# EXERCISE:
Extract the lines from the one with "In every <instance>, the" up to and including the one with "box: [969, 42, 1000, 200]", reproducing them verbatim.

# SOURCE RECORDS:
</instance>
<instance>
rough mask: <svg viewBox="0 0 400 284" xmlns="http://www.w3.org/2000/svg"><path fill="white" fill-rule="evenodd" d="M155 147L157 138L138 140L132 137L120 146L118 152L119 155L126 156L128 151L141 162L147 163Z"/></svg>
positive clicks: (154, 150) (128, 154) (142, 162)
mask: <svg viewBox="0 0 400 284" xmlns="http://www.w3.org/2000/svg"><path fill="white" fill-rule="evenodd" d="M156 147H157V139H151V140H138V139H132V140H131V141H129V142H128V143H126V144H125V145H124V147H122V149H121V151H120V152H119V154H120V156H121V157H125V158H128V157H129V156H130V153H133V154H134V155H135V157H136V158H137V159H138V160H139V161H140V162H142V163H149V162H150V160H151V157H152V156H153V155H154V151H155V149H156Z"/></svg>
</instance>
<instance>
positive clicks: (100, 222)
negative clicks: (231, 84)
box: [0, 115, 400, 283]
--
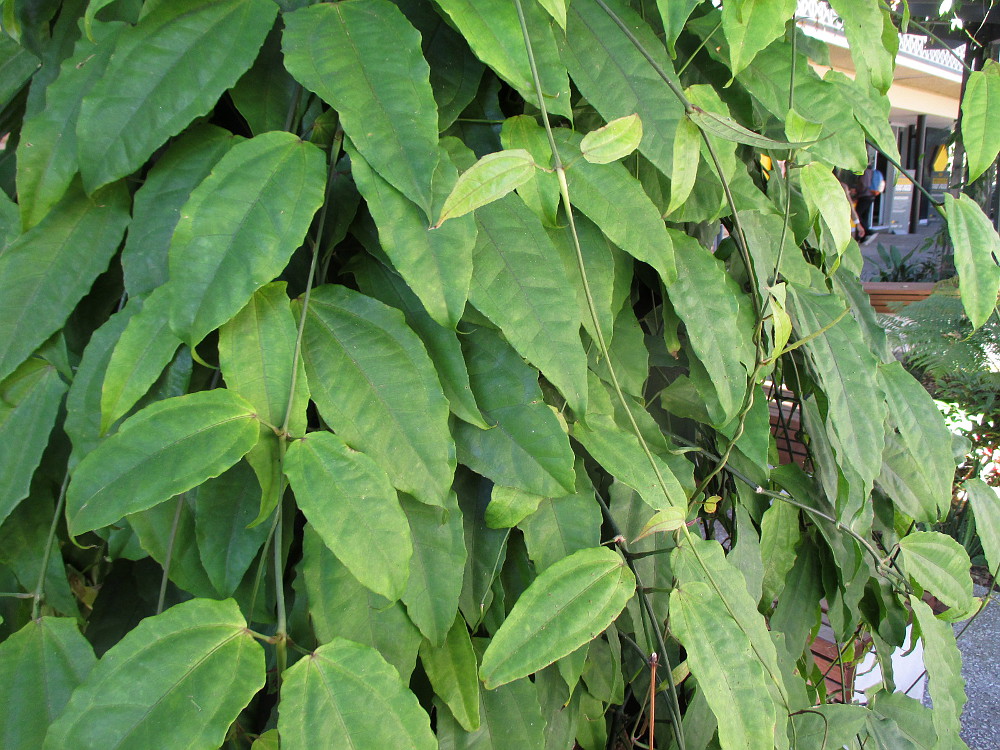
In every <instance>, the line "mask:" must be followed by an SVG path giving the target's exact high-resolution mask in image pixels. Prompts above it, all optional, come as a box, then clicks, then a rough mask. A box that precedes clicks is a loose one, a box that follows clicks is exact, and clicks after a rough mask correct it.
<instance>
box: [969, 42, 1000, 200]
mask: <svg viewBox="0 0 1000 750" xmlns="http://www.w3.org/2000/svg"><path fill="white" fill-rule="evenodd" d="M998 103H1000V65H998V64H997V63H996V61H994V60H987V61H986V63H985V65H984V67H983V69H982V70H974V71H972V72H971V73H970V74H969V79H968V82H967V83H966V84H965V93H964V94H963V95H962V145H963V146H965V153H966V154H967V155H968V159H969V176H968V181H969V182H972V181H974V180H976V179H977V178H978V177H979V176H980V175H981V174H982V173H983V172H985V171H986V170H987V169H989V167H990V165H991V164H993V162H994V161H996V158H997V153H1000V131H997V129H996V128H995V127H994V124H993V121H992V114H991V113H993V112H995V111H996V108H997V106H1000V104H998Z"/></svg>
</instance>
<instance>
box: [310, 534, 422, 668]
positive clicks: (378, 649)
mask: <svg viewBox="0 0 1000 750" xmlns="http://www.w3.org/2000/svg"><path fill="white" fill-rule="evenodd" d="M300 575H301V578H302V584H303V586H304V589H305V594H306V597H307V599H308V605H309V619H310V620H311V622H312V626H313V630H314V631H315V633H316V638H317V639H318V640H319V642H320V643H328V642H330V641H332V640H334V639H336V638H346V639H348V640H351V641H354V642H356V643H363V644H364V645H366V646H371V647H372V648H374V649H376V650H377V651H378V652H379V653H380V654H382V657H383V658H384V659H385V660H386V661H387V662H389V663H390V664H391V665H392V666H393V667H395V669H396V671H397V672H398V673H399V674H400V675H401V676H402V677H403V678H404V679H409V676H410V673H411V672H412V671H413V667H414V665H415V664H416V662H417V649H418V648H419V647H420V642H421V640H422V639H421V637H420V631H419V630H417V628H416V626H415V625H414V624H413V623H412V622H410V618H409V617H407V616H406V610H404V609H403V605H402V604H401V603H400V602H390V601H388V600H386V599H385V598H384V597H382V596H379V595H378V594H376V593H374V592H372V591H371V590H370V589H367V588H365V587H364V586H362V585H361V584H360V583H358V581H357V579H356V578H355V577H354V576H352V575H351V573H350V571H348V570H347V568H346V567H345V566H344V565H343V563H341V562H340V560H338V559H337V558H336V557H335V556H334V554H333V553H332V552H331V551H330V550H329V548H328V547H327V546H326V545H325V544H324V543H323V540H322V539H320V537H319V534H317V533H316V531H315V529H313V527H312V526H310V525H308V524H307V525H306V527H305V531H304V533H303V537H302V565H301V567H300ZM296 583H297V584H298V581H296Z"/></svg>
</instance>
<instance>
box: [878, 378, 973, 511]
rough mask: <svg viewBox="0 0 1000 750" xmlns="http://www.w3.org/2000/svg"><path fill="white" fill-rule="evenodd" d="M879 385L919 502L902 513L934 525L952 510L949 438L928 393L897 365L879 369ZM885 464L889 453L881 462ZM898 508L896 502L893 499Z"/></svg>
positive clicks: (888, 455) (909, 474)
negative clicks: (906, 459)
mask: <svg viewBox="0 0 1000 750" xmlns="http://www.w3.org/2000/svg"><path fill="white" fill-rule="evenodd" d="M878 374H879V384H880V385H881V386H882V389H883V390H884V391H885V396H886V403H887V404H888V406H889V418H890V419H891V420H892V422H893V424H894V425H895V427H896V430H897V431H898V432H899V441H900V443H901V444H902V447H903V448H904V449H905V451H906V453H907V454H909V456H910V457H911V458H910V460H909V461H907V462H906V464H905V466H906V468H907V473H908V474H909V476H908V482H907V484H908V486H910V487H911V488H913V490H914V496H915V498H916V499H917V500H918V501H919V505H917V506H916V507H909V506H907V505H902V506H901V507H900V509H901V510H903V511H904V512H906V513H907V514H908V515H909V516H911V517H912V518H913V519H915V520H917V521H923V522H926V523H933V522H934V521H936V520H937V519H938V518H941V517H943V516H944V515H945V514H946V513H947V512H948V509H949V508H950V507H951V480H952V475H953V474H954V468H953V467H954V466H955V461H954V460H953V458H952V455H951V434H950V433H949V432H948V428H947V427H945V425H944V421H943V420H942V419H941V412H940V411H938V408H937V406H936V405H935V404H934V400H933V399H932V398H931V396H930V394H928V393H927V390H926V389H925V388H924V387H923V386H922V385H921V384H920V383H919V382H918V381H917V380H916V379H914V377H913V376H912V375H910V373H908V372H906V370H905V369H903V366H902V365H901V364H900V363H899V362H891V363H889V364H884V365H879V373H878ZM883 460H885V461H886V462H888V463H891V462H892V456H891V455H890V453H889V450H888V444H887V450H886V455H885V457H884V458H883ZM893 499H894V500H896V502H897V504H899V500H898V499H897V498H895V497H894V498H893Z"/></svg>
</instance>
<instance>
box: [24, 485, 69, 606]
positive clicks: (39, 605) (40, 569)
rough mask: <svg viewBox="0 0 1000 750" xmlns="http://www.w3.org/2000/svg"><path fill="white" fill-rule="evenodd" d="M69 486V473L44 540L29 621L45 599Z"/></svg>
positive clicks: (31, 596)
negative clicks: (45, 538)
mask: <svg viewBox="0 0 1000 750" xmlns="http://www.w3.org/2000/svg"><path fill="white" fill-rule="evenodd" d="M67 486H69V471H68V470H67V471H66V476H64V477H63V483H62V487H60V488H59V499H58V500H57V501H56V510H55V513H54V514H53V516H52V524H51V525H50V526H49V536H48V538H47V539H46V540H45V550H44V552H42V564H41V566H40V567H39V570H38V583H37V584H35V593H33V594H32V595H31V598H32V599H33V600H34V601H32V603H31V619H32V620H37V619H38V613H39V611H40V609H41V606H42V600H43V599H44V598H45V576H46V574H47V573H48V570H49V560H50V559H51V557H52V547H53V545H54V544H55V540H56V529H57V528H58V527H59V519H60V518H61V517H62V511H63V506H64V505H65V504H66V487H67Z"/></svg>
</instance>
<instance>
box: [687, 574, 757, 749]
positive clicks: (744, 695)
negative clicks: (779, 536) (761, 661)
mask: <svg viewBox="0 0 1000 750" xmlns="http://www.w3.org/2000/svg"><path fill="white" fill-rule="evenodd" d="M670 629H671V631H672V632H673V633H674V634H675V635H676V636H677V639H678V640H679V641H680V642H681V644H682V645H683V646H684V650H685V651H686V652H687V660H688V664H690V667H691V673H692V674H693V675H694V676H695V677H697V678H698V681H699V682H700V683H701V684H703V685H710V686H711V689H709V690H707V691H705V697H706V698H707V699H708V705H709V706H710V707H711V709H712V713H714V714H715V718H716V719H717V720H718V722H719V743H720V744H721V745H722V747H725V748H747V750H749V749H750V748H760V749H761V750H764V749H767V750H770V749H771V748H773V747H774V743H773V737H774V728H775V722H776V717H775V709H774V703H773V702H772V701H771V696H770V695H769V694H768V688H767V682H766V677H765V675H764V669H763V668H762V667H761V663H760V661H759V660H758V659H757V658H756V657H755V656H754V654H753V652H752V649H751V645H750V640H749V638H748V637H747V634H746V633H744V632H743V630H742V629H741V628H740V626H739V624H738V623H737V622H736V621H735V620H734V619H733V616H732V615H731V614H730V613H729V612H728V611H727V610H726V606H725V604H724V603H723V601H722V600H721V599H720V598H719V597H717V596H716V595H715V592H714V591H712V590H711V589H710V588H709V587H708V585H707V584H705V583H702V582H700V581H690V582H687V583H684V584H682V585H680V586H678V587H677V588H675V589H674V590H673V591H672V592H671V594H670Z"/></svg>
==
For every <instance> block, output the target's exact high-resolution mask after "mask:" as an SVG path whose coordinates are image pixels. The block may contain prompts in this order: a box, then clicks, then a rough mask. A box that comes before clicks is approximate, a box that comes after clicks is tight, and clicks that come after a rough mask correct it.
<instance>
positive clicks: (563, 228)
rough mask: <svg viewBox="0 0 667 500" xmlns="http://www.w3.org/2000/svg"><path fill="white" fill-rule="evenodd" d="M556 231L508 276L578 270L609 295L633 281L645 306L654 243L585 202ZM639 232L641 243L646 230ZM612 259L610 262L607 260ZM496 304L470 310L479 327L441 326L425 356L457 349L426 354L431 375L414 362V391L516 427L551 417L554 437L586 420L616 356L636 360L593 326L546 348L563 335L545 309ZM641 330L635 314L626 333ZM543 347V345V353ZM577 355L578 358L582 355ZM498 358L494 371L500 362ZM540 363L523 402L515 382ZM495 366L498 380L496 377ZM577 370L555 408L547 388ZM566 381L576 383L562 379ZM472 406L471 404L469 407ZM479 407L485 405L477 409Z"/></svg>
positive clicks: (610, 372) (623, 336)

# RESPONSE TO THE EXERCISE:
In every <instance>, the line "mask:" must be followed by an SVG path giving the target's exact high-resolution mask in image pixels. Prompts above it, all optional, come as a box, then clicks, then a rough mask. A box that precedes clicks is a loose one, a box that follows clicks is exact, and clicks after a rough mask correct it.
<instance>
box: [969, 42, 1000, 200]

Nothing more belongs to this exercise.